- **Problem to solve**
Reproduce the material below word for word, with no changes.

[Start Extracted records]

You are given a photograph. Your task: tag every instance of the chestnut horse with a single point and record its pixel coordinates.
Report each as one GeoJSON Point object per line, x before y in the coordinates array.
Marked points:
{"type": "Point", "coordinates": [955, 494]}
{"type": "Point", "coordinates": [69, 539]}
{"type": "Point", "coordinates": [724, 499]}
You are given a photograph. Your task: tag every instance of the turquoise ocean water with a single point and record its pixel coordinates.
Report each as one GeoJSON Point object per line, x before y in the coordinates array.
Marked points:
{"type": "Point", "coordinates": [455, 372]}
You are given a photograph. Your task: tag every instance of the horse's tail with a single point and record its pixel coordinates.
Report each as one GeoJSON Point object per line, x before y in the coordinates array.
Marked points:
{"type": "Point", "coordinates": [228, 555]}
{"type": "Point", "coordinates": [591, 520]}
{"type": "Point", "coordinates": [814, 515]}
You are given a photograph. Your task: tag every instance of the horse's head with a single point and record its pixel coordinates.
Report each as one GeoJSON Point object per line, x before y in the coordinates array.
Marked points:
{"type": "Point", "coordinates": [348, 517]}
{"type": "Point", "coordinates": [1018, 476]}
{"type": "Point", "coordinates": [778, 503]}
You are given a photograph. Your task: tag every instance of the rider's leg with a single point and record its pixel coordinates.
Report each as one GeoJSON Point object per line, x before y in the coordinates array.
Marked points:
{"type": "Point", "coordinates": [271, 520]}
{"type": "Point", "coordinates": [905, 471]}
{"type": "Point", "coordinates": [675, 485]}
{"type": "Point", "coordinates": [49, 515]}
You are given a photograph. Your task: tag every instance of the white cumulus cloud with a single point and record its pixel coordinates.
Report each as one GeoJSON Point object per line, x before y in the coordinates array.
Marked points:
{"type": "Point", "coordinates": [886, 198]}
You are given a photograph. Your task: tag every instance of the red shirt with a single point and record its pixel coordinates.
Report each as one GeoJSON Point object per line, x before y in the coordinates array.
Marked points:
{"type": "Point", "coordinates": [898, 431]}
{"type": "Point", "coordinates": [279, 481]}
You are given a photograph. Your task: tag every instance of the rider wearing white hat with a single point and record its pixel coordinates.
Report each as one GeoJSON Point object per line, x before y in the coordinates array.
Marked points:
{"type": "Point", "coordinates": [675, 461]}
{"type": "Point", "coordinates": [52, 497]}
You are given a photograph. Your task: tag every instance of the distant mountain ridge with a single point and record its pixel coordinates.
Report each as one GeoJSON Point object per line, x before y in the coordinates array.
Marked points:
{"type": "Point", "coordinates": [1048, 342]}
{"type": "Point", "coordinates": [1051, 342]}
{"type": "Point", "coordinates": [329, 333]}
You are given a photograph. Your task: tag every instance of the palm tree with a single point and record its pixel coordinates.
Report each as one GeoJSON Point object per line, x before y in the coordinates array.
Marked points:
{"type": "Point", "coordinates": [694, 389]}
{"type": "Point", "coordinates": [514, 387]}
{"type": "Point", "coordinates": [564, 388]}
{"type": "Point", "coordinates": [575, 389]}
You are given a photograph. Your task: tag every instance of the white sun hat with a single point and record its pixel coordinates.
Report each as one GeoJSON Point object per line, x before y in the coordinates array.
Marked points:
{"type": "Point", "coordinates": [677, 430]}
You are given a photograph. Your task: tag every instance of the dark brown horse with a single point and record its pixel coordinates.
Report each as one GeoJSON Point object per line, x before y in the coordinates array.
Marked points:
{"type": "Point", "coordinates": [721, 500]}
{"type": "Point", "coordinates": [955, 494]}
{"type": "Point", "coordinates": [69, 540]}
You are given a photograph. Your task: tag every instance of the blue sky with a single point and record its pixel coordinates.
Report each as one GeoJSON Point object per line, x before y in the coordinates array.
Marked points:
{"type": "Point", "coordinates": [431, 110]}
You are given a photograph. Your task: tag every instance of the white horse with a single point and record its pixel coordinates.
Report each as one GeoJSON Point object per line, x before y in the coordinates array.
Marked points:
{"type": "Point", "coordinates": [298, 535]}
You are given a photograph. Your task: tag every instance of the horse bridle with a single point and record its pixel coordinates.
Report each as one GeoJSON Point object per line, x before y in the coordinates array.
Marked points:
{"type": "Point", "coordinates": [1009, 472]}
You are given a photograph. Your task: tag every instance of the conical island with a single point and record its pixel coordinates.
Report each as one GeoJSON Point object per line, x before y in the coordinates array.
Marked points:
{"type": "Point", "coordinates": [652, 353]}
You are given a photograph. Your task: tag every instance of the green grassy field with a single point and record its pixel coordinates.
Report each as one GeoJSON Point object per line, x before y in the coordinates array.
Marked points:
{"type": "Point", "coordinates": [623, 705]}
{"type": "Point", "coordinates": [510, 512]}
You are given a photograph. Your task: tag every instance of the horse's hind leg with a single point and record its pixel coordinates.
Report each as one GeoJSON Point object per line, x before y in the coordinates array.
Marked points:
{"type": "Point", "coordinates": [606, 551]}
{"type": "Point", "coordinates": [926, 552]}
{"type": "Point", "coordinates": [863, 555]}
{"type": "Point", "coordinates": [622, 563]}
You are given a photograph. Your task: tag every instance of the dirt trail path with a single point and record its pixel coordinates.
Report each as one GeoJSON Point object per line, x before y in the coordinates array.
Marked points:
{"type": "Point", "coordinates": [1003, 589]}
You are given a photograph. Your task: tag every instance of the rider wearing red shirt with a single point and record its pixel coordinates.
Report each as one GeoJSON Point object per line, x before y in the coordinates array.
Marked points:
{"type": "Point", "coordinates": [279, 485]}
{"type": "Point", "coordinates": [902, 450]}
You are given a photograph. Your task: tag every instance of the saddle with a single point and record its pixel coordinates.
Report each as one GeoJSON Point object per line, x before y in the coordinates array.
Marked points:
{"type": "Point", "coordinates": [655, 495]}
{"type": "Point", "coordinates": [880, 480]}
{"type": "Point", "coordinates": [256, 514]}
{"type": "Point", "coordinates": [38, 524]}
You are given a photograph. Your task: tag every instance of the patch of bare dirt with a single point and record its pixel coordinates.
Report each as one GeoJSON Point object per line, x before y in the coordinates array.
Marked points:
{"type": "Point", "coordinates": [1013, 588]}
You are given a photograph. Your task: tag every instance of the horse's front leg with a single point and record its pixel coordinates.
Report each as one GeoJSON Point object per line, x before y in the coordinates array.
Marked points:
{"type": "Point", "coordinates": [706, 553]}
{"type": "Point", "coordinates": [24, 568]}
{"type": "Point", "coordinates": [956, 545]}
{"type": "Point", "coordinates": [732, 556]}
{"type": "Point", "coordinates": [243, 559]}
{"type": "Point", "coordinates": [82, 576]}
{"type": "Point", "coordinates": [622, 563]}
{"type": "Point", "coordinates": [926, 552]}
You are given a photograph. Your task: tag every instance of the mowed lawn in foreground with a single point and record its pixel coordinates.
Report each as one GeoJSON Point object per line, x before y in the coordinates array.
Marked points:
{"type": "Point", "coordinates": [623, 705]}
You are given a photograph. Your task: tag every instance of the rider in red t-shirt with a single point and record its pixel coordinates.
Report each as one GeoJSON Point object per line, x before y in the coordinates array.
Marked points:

[End Extracted records]

- **Final answer**
You are given a photograph. Your task: tag every instance of the chestnut horse with a single point and record its pixel coordinates.
Report each as one GeoJSON Point object per line, x before y in the coordinates array.
Marked points:
{"type": "Point", "coordinates": [955, 494]}
{"type": "Point", "coordinates": [69, 539]}
{"type": "Point", "coordinates": [724, 499]}
You are given a photograph. Your task: tag every instance of the turquoise ocean water with a single point and record its pixel coordinates.
Report each as one GeoJSON Point object per line, x before y in the coordinates array.
Marked points:
{"type": "Point", "coordinates": [455, 372]}
You are given a photograph. Your task: tag every instance of the horse's tail with a single point and record its pixel coordinates.
Report each as one GeoJSON Point object per line, x before y in the coordinates array.
Marked points:
{"type": "Point", "coordinates": [228, 555]}
{"type": "Point", "coordinates": [591, 520]}
{"type": "Point", "coordinates": [814, 515]}
You are given a photograph. Your task: tag every instance of the horse's head with a single point and record its pixel coordinates.
Report each as one GeoJSON Point object per line, x before y in the coordinates array.
Marked points:
{"type": "Point", "coordinates": [348, 517]}
{"type": "Point", "coordinates": [1018, 476]}
{"type": "Point", "coordinates": [778, 503]}
You are given a photograph. Your task: tag every instance of the rider's leg with a single point and record its pixel coordinates.
Report each as one GeoJSON Point object per line, x before y in the coordinates array.
Marked points:
{"type": "Point", "coordinates": [271, 520]}
{"type": "Point", "coordinates": [905, 471]}
{"type": "Point", "coordinates": [675, 485]}
{"type": "Point", "coordinates": [49, 515]}
You are given a photograph. Your task: tag every instance of the white cumulus cloud with a single point and record its pixel coordinates.
Report each as one GeoJSON Point object per line, x before y in the coordinates array.
Marked points:
{"type": "Point", "coordinates": [886, 198]}
You are given a photograph. Your task: tag every instance of the red shirt with a single point and record its pixel coordinates.
Report each as one GeoJSON Point object per line, x before y in the coordinates array.
Marked points:
{"type": "Point", "coordinates": [898, 431]}
{"type": "Point", "coordinates": [279, 481]}
You are given a photograph. Your task: tag every instance of the rider wearing white hat with a single point and record its pixel coordinates.
Report each as one GeoJSON Point object per line, x before y in the coordinates array.
Marked points:
{"type": "Point", "coordinates": [675, 461]}
{"type": "Point", "coordinates": [52, 497]}
You are given a photograph. Your task: tag every instance of the distant mountain ridge with a single point and record its pixel coordinates.
Report each as one GeoJSON Point object per line, x before y in the coordinates array.
Marked points:
{"type": "Point", "coordinates": [1048, 342]}
{"type": "Point", "coordinates": [1051, 342]}
{"type": "Point", "coordinates": [329, 333]}
You are given a photograph. Your task: tag every instance of the palm tree with a single point and record its pixel coordinates.
Report each as one GeoJSON Point object per line, x before y in the coordinates array.
Marked points:
{"type": "Point", "coordinates": [694, 389]}
{"type": "Point", "coordinates": [514, 387]}
{"type": "Point", "coordinates": [564, 388]}
{"type": "Point", "coordinates": [575, 389]}
You are given a photograph. Your task: tag every instance of the white sun hat with a single point and record its pixel coordinates.
Report each as one GeoJSON Point object per line, x before y in the coordinates array.
Marked points:
{"type": "Point", "coordinates": [677, 430]}
You are given a photograph. Your task: tag every instance of the dark brown horse with a single point and record its pixel coordinates.
Report each as one GeoJSON Point object per line, x before y in the coordinates array.
Marked points:
{"type": "Point", "coordinates": [721, 500]}
{"type": "Point", "coordinates": [955, 494]}
{"type": "Point", "coordinates": [69, 540]}
You are given a photograph. Your task: tag every instance of the blue sky with a single point and record its pixel coordinates.
Report each as one GeoJSON Point object per line, x before y in the coordinates array.
Marked points:
{"type": "Point", "coordinates": [431, 110]}
You are given a photograph. Your task: tag every instance of the white horse with a single point and record its pixel coordinates.
Report each as one GeoJSON Point object per line, x before y in the coordinates array.
Marked points:
{"type": "Point", "coordinates": [298, 535]}
You are given a photograph. Your task: tag every instance of the horse bridle with a single point and record its pixel coordinates.
Report each as one GeoJSON Point object per line, x before y in the coordinates array.
Marked points:
{"type": "Point", "coordinates": [1009, 472]}
You are given a photograph. Your task: tag every instance of the conical island with a single point and record its pixel coordinates.
Report each as one GeoJSON Point object per line, x before y in the coordinates array.
Marked points:
{"type": "Point", "coordinates": [652, 353]}
You are given a photograph. Your task: tag every instance of the green grassy field with a single point and record its pixel coordinates.
Report each as one GeoJSON Point object per line, x before y in the coordinates array.
Marked points:
{"type": "Point", "coordinates": [623, 705]}
{"type": "Point", "coordinates": [510, 512]}
You are given a photograph. Your task: tag every instance of the horse's hind leg with a single point and record its pixel coordinates.
Report each as one GeoJSON Point object per line, x before y in the coordinates array.
Marked points:
{"type": "Point", "coordinates": [606, 551]}
{"type": "Point", "coordinates": [926, 552]}
{"type": "Point", "coordinates": [863, 555]}
{"type": "Point", "coordinates": [622, 563]}
You are given a photograph. Your task: tag every instance of the dirt trail path with a single point and record its pixel coordinates.
Report each as one GeoJSON Point object per line, x before y in the coordinates array.
Marked points:
{"type": "Point", "coordinates": [1003, 589]}
You are given a photograph. Your task: tag every instance of the rider wearing red shirt with a single point and record its pixel coordinates.
Report each as one GeoJSON Point object per line, x before y in the coordinates array.
Marked points:
{"type": "Point", "coordinates": [279, 485]}
{"type": "Point", "coordinates": [902, 450]}
You are given a photograph. Your task: tag every instance of the saddle with a single point and record its pixel coordinates.
Report each as one GeoJSON Point object per line, x before y in the coordinates array.
Marked points:
{"type": "Point", "coordinates": [655, 495]}
{"type": "Point", "coordinates": [880, 480]}
{"type": "Point", "coordinates": [256, 514]}
{"type": "Point", "coordinates": [38, 524]}
You are given a photograph. Your task: tag every instance of the patch of bare dirt with a single point and record its pixel coordinates.
Report each as one GeoJSON Point object per line, x before y in the coordinates array.
Marked points:
{"type": "Point", "coordinates": [1013, 588]}
You are given a photograph. Your task: tag every instance of the horse's front leg with a single point and record its pixel coordinates.
Report each as one GeoJSON Point object per line, x before y in the coordinates array.
Marked points:
{"type": "Point", "coordinates": [706, 553]}
{"type": "Point", "coordinates": [24, 568]}
{"type": "Point", "coordinates": [956, 545]}
{"type": "Point", "coordinates": [732, 556]}
{"type": "Point", "coordinates": [243, 559]}
{"type": "Point", "coordinates": [82, 576]}
{"type": "Point", "coordinates": [622, 563]}
{"type": "Point", "coordinates": [926, 552]}
You are given a photograph. Your task: tag every instance of the mowed lawn in foreground with a single point and record its pixel coordinates.
Report each as one GeoJSON Point object per line, x before y in the coordinates array.
Marked points:
{"type": "Point", "coordinates": [623, 705]}
You are given a photograph. Your task: tag every instance of the rider in red t-shirt with a single point and record its pixel coordinates.
Report each as one GeoJSON Point object per line, x before y in the coordinates array.
Marked points:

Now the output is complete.